>> begin Exercise inputs

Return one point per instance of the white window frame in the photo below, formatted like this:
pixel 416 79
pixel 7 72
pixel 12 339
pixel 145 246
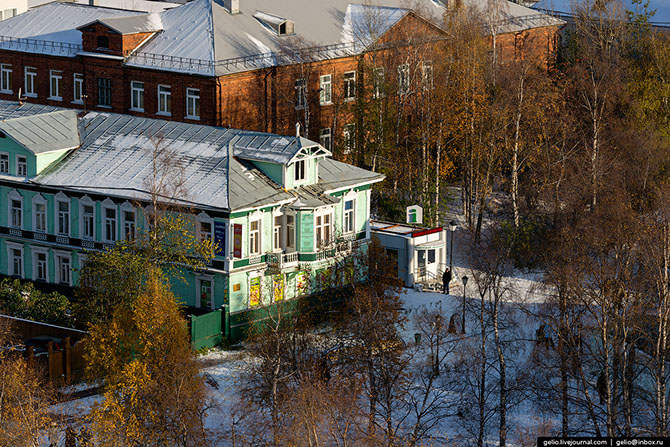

>> end Exercise inputs

What the task asks:
Please render the listing above as a Markdown table with the columns Row and Text, numbering each line and skipping blank ones. Leave the pictures out.

Worked answer:
| Row | Text |
|---|---|
| 1 | Return one point per instance of the white window frame in the photo below, formatted like this: |
| 2 | pixel 416 79 |
| 3 | pixel 7 72 |
| 4 | pixel 12 339 |
| 5 | pixel 145 246 |